GIVEN EXERCISE:
Print, exactly as given, each line of the data from the line containing "wiper in the photo above." up to and including its last line.
* BEGIN DATA SUPPLIED *
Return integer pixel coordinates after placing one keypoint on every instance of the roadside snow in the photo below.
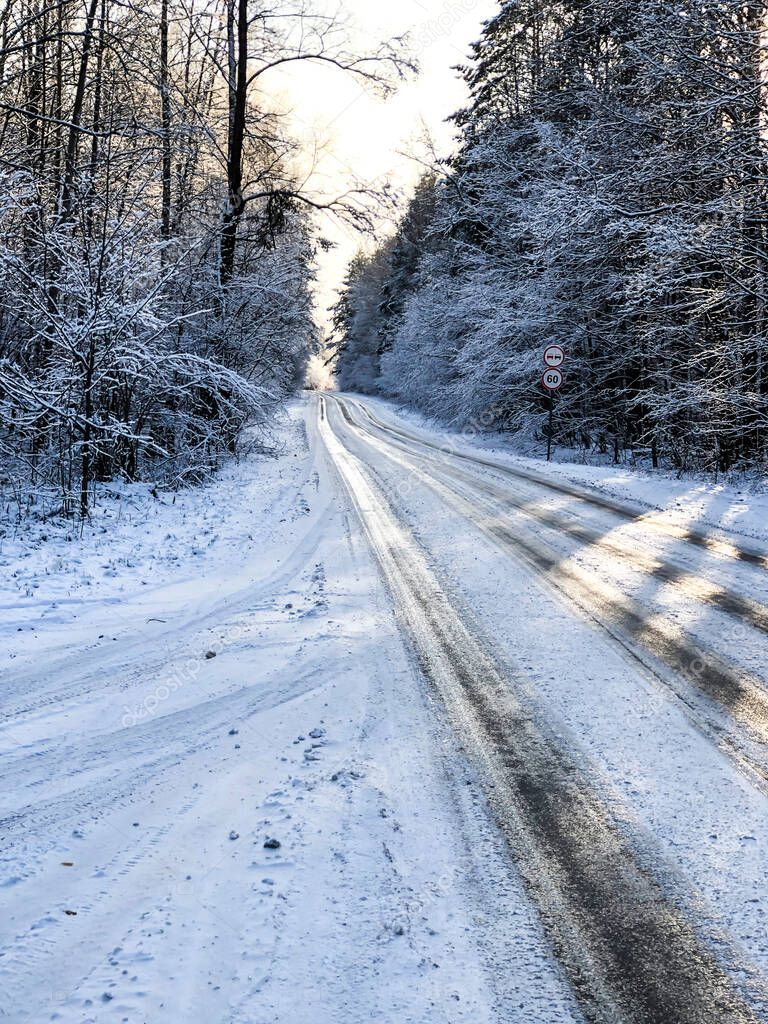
(734, 508)
(225, 796)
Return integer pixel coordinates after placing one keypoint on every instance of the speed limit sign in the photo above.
(552, 380)
(554, 356)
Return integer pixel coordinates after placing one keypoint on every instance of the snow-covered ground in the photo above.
(142, 778)
(230, 795)
(741, 508)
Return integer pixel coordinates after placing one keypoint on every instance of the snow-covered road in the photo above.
(507, 733)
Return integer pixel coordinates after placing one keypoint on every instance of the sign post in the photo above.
(554, 356)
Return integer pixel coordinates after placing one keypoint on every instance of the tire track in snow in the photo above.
(714, 545)
(725, 688)
(630, 954)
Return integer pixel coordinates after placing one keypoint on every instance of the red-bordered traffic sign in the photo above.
(552, 380)
(554, 356)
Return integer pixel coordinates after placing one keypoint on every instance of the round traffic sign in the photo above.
(554, 356)
(552, 380)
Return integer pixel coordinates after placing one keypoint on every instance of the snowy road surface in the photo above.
(477, 742)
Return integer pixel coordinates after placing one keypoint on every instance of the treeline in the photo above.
(609, 195)
(156, 247)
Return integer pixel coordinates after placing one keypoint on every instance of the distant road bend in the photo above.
(631, 952)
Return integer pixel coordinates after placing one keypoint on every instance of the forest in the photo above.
(608, 195)
(157, 243)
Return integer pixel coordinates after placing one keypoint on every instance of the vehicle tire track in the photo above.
(631, 955)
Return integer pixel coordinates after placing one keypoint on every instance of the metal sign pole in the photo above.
(554, 356)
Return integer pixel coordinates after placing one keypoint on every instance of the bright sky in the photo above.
(360, 136)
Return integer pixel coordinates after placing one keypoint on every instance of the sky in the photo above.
(351, 135)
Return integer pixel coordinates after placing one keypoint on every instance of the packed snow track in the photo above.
(616, 912)
(390, 727)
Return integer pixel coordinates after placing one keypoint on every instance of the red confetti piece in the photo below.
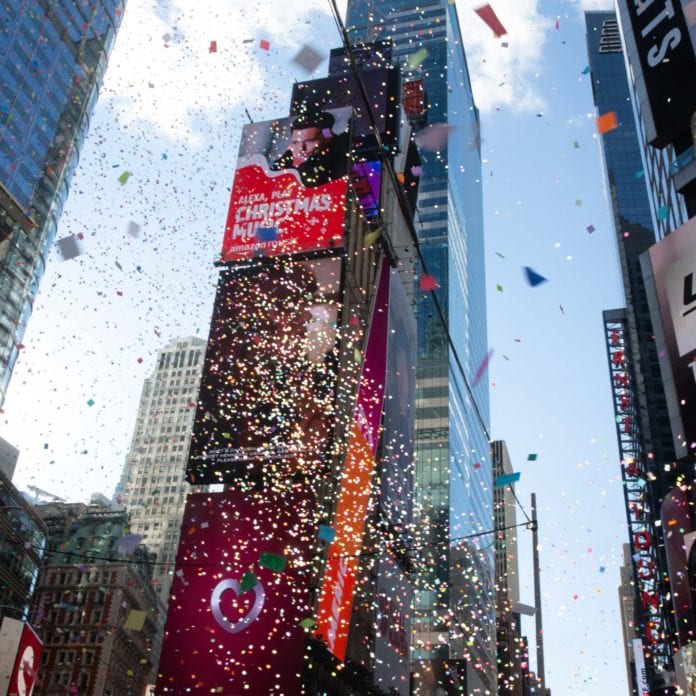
(427, 282)
(488, 15)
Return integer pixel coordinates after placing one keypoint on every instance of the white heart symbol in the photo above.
(218, 614)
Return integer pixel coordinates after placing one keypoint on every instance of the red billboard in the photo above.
(266, 401)
(338, 585)
(290, 185)
(677, 523)
(239, 595)
(20, 653)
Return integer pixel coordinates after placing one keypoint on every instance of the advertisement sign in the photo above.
(396, 469)
(239, 594)
(382, 86)
(441, 677)
(20, 655)
(663, 62)
(672, 299)
(266, 398)
(290, 185)
(393, 627)
(675, 514)
(338, 585)
(641, 671)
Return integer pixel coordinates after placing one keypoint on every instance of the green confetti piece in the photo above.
(272, 562)
(417, 58)
(248, 581)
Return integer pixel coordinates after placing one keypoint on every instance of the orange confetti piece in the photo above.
(607, 122)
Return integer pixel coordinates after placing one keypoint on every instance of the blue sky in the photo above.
(171, 113)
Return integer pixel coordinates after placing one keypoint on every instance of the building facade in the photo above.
(453, 470)
(642, 419)
(152, 488)
(660, 46)
(52, 60)
(95, 609)
(22, 549)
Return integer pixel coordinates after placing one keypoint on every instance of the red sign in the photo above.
(239, 594)
(20, 638)
(289, 190)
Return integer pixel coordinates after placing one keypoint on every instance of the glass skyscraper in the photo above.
(642, 421)
(454, 609)
(53, 55)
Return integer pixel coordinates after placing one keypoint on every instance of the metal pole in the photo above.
(537, 600)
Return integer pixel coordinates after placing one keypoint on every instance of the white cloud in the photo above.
(505, 76)
(162, 72)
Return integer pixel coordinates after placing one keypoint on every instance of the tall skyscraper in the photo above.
(642, 420)
(152, 488)
(660, 44)
(52, 60)
(453, 470)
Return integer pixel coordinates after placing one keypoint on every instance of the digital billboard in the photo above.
(393, 626)
(677, 522)
(266, 400)
(290, 184)
(669, 267)
(20, 655)
(383, 88)
(338, 585)
(239, 594)
(661, 55)
(396, 466)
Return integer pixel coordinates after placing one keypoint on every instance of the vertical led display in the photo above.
(266, 403)
(239, 594)
(396, 471)
(338, 586)
(677, 521)
(289, 189)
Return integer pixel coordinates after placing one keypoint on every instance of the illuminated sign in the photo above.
(381, 85)
(266, 400)
(239, 594)
(672, 300)
(393, 627)
(676, 517)
(20, 655)
(289, 189)
(338, 585)
(658, 39)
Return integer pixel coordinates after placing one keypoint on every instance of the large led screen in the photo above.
(396, 470)
(266, 400)
(338, 585)
(383, 89)
(239, 595)
(289, 189)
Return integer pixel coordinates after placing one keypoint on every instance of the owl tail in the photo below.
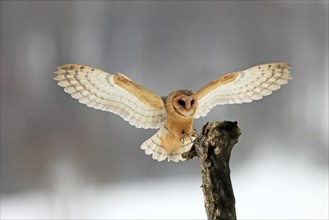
(164, 145)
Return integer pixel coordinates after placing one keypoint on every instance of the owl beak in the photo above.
(188, 103)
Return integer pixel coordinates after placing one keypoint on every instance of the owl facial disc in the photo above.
(185, 103)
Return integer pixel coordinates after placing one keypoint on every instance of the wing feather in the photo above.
(242, 87)
(114, 93)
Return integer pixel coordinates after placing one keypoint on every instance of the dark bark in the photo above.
(213, 148)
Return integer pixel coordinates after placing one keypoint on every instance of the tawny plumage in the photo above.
(173, 114)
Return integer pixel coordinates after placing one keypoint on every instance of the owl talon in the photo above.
(194, 133)
(182, 138)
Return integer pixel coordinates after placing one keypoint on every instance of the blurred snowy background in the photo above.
(62, 160)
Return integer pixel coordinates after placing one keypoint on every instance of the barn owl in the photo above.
(172, 115)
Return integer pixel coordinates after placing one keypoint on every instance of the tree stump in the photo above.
(213, 148)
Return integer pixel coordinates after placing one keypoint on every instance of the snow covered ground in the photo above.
(267, 189)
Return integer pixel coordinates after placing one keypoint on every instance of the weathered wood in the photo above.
(213, 148)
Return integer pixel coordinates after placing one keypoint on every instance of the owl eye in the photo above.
(181, 103)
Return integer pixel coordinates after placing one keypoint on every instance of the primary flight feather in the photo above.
(173, 115)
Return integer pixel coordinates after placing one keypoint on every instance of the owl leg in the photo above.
(184, 136)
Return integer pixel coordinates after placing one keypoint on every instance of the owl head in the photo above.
(182, 102)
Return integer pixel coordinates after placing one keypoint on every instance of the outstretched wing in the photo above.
(243, 86)
(113, 93)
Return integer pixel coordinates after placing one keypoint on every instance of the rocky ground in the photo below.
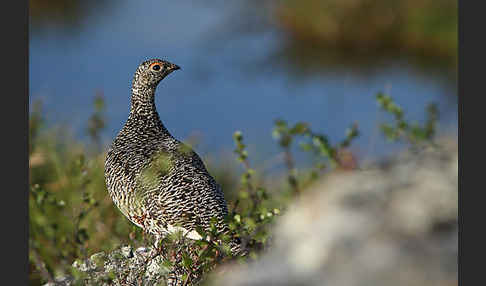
(394, 223)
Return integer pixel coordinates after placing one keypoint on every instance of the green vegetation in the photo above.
(425, 30)
(71, 215)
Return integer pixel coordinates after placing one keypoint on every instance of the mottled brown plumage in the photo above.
(157, 182)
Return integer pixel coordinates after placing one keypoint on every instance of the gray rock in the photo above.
(122, 266)
(394, 223)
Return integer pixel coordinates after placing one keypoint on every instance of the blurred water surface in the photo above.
(230, 79)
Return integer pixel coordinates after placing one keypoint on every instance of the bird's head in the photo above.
(151, 72)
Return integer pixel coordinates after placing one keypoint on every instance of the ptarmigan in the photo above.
(157, 182)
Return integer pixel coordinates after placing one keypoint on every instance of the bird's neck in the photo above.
(143, 110)
(143, 101)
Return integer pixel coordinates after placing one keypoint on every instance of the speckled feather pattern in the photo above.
(181, 194)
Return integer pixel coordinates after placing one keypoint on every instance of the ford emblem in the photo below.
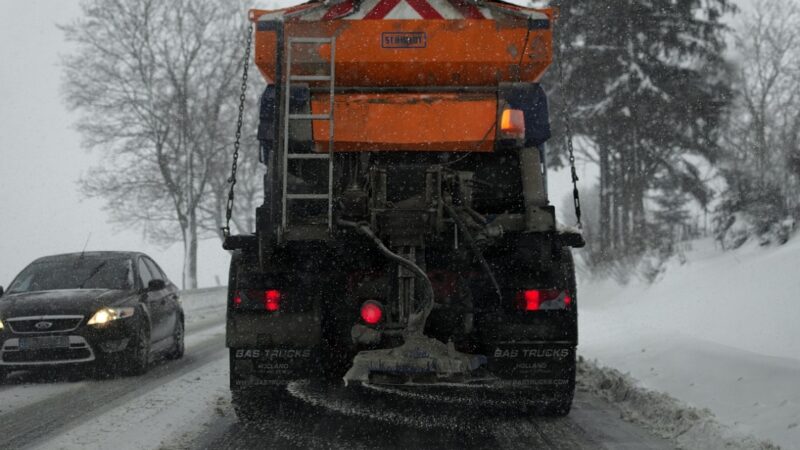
(43, 325)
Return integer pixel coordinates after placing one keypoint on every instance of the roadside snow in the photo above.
(171, 416)
(718, 333)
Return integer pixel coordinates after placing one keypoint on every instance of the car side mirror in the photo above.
(156, 285)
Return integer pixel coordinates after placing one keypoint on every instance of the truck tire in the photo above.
(562, 403)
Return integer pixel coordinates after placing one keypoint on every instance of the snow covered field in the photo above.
(719, 332)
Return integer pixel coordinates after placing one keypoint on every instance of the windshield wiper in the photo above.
(92, 274)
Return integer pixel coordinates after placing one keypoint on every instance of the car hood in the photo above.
(61, 302)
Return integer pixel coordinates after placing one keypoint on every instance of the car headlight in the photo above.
(105, 315)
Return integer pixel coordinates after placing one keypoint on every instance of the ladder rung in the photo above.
(310, 78)
(307, 196)
(310, 40)
(310, 116)
(308, 156)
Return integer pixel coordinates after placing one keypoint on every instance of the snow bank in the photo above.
(688, 427)
(718, 333)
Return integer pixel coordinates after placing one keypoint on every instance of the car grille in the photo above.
(57, 323)
(53, 354)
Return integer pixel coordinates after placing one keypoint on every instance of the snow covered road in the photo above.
(186, 404)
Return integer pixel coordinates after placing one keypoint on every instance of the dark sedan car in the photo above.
(112, 310)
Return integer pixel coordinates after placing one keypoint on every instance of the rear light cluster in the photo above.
(371, 312)
(542, 299)
(512, 123)
(269, 300)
* END DATA SUPPLIED *
FINAL ANSWER:
Return integer pixel coordinates after placing one keypoint on every instance of the windshield wiper in the photo above.
(92, 274)
Return integer pixel coordinates after placing one keypoint on every instance of the car hood in the photo above.
(61, 302)
Return integer pixel coordinates after placing one keypoint on every instance of the car headlight in the photo above.
(105, 315)
Return integer pixel coordinates after placing one keypoint on every instance of the ladder rung in the photo above.
(310, 78)
(307, 196)
(310, 40)
(310, 116)
(308, 156)
Return integer pixel coordinates after placing one keypoint on every instance of the snow bank in the photo above.
(688, 427)
(718, 333)
Return integer pixel coordinates after placing one keypoint on every instance of the car grille in the photo above.
(57, 323)
(53, 354)
Return integer pixel coordinates after placing one keypoint on every instance of the snow covered road in the photo above.
(186, 404)
Return integer pixel coordinates after placing one keypoint on every instance of the dark sedan car in the photo above.
(112, 310)
Return integer pixel coordinates after placing one keypoint on every instance of the rear light cluster in the photo above.
(371, 312)
(542, 299)
(512, 123)
(269, 300)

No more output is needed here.